What do you think about when you hear the words “the future of finance?” For most people, images of mobile payments, online banking, and other cutting-edge technologies come to mind. But what about decentralization?
If you’re unfamiliar with the term, decentralized finance (DeFi) is a subset of blockchain technology that focuses on financial applications powered by distributed ledgers. In essence, DeFi represents the next generation of financial services, where individual users have more control and transparency over their finances.
Over the years, DeFi has changed the way we think about money, and with some of the key benefits of using DeFi, there are many possibilities this technology holds for the future.
Also read: Potential Use Cases of Blockchain Technology for Cybersecurity
What is DeFi?
DeFi is a term used for Ethereum and other blockchain applications that allow for a peer-to-peer transaction without needing an intermediary such as a bank, central bank, or other financial institution. Because there is no central authority, all transactions are visible to everyone involved, providing more transparency and accountability.

◆ Written instruction: In the passage on decentralized finance, which intermediaries does DeFi let peer-to-peer transactions do without?

◆ Data provided:
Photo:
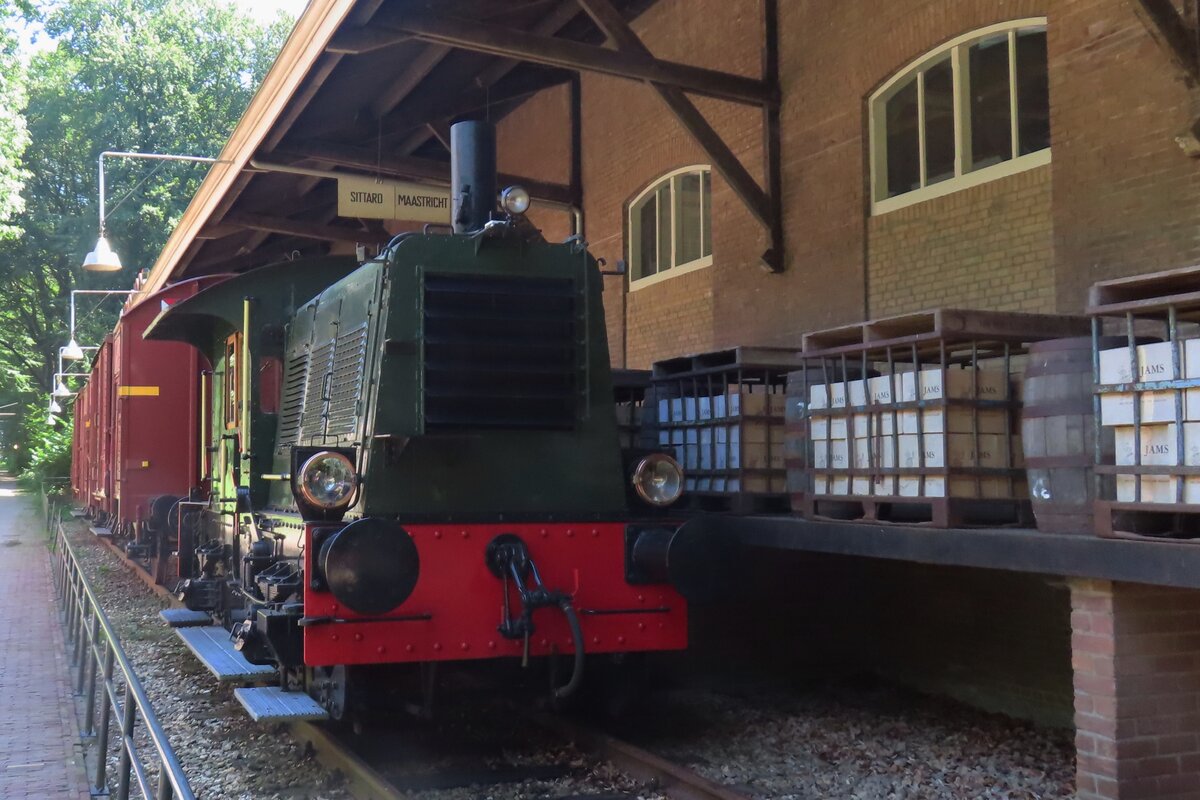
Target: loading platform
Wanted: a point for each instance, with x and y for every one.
(1017, 549)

◆ The reply: A bank, central bank, or other financial institution.